Saved dataset items:
++++++

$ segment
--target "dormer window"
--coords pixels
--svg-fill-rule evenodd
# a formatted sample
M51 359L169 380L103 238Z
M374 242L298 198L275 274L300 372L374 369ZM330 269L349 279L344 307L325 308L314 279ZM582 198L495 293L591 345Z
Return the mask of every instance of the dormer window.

++++++

* INSTRUCTIONS FOR THE TASK
Work out how many of the lines above contain the string "dormer", matching case exactly. Reply with the number alone.

* FULL OUTPUT
2